#### EXERCISE BRIEF
Reproduce the items below with every occurrence of "pointer" swapped for "locator", leaving all other text unchanged.

Items from a dataset:
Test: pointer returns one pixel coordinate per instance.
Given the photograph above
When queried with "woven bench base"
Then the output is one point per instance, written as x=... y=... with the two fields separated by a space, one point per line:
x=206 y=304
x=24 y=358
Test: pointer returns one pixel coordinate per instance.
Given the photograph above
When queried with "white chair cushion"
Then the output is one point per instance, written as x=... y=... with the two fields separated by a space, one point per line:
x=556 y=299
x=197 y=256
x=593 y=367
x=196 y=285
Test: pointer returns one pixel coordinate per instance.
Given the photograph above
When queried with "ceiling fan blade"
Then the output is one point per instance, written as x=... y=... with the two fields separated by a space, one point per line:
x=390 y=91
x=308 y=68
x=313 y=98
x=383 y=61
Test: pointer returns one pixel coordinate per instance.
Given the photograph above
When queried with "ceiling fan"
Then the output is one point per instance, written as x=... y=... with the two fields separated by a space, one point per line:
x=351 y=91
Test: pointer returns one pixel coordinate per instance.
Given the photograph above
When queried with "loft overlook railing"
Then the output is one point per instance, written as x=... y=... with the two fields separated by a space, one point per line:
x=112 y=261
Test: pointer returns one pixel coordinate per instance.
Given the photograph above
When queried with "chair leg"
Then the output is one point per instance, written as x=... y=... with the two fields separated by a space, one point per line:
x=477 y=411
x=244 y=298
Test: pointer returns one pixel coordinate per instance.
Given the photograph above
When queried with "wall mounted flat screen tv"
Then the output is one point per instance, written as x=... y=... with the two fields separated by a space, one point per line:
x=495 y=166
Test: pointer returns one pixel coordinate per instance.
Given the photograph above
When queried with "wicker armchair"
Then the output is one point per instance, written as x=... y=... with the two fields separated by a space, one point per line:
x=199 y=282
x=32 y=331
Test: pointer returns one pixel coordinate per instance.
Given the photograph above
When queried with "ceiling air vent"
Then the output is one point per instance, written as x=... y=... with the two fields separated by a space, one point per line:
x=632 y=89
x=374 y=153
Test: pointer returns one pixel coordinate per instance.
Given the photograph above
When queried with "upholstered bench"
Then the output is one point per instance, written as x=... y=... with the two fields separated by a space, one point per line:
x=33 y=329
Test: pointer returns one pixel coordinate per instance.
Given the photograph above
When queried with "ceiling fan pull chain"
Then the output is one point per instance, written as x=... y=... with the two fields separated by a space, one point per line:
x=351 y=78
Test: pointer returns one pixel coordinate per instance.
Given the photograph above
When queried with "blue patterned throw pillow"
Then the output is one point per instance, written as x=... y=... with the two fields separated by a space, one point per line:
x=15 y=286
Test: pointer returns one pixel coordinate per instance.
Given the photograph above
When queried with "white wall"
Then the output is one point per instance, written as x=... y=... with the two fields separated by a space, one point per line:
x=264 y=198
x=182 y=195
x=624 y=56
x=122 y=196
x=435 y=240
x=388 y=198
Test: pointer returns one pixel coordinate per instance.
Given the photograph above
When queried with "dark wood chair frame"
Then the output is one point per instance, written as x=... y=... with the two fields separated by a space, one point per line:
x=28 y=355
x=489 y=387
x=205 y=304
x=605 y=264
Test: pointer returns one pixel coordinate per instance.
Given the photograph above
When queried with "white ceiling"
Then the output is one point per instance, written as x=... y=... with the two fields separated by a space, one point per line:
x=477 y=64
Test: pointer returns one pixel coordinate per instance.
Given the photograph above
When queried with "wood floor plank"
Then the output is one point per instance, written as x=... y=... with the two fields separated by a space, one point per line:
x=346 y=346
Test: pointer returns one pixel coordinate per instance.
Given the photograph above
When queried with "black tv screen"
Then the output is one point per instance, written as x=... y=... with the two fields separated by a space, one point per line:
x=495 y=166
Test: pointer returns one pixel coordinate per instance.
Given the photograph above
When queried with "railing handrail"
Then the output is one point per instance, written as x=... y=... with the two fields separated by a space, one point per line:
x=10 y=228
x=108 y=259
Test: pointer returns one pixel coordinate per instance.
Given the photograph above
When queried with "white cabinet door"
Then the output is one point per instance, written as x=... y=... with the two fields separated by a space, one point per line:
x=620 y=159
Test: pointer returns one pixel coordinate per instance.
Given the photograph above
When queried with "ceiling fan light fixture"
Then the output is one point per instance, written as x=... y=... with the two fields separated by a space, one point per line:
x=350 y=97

#### SOLUTION
Test: locator returns one pixel coordinate per instance.
Given the photograph above
When queried with "woven bench base"
Then the output is one point per instance, written as x=... y=... with the two fields separated by a space, one point per line:
x=206 y=304
x=24 y=358
Test: locator returns one pixel coordinate per instance.
Given the photograph above
When queried with "white chair cushion"
Then the output is one point per instance, written as x=... y=... with the two fields separated by a space, one point per line:
x=556 y=299
x=197 y=256
x=593 y=367
x=196 y=285
Test: locator returns one pixel coordinate per instance.
Given the photograph above
When queried with "ceiling fan blade"
Then the output is one point per instance, written as x=... y=... with the two fields separated by a space, one point per line:
x=390 y=91
x=308 y=68
x=313 y=98
x=383 y=61
Test: locator returns one pixel coordinate per instance.
Given the photograph above
When queried with "ceiling fan"
Then the output is one point per instance, written as x=... y=... with the two fields separated by a space, one point per line:
x=351 y=91
Test: locator returns one pixel coordinate per instance.
Given the photograph above
When queried with "loft overlook railing"
Then the output is one point per instance, written as x=... y=... with the two fields separated by a space, one point per line:
x=112 y=261
Test: locator returns one pixel coordinate per instance.
Given the photograph above
When queried with "chair leg"
Then the output is one point per instance, written as x=... y=... with the two fields separated by a space, one point per line:
x=477 y=411
x=244 y=298
Test: locator returns one pixel coordinate per instance.
Given the photograph above
When queried with "wall mounted flat screen tv"
Then the output is one point per instance, written as x=... y=... with the two fields separated by a space, one point per line:
x=495 y=166
Test: locator returns one pixel coordinate per instance.
Given the photograph above
When queried with "wicker armchair"
Then the output is one point per instance, written as x=... y=... with the two fields separated by a space, one point per line:
x=199 y=282
x=32 y=331
Test: locator returns one pixel coordinate per instance.
Given the photograph above
When queried with "ceiling air vent"
Then the output is one point per instance, written as x=... y=... with the two fields separated by a space, one point per line:
x=632 y=89
x=374 y=153
Test: locator returns one pixel coordinate per instance.
Given the photograph above
When queried with "upholstered bench"
Then the output is one point per instance, written as x=... y=... with the two fields separated by a space, one point per line:
x=33 y=329
Test: locator returns one pixel coordinate per instance.
Given the photograph above
When queried with "ceiling fan pull chain"
Then the output is one point per instance, written as x=... y=... with the two fields separated by a space, one point per line:
x=351 y=78
Test: locator returns one pixel coordinate per instance.
Given the photograph above
When queried with "blue patterned throw pillow"
Then the output is one point per instance, written as x=... y=... with the two fields separated by a space, one point per line:
x=15 y=286
Test: locator returns one pixel coordinate per instance.
Given the photograph above
When queried with "white wall"
Then the output is one point per instance, written as x=... y=... with the two fields separated by a space, one point per line:
x=264 y=198
x=182 y=195
x=624 y=56
x=122 y=196
x=435 y=240
x=388 y=198
Test: locator returns one pixel coordinate per instance.
Given the photograph above
When queried with "dark wood chair frame"
Then the output is one point per instance, written as x=... y=... with the two fields separated by a space, one point per line:
x=28 y=355
x=489 y=387
x=205 y=304
x=605 y=264
Test: locator returns one pixel coordinate per instance.
Given the photograph above
When queried with "white ceiling"
Then the output is one point per instance, written as x=... y=... with the two fields separated by a space, one point per line:
x=477 y=64
Test: locator returns one pixel coordinate per instance.
Given the photograph above
When queried with "wood floor plank"
Then the output is one point per instance, written as x=... y=... with the two fields separated by a space, one point per line:
x=346 y=346
Test: locator returns one pixel coordinate per instance.
Given the photograph above
When queried with "black tv screen"
Then the output is one point per instance, written as x=... y=... with the two fields separated by a space, one point per line:
x=495 y=166
Test: locator returns one pixel coordinate per instance.
Given the photograph above
When queried with "railing handrail"
Then the output is one point per instance, written as x=... y=... with the two fields separated by a space, one point per line:
x=10 y=228
x=108 y=259
Test: locator returns one pixel coordinate per instance.
Given the photograph above
When queried with "white cabinet door"
Then the output is one point per instance, written as x=... y=... with the two fields separated by a space, one point per line:
x=620 y=159
Test: locator returns one pixel coordinate per instance.
Given the photograph above
When queried with "ceiling fan light fixture"
Then the output is one point per instance, written as x=... y=... with the two fields separated by a space, one point per line:
x=350 y=97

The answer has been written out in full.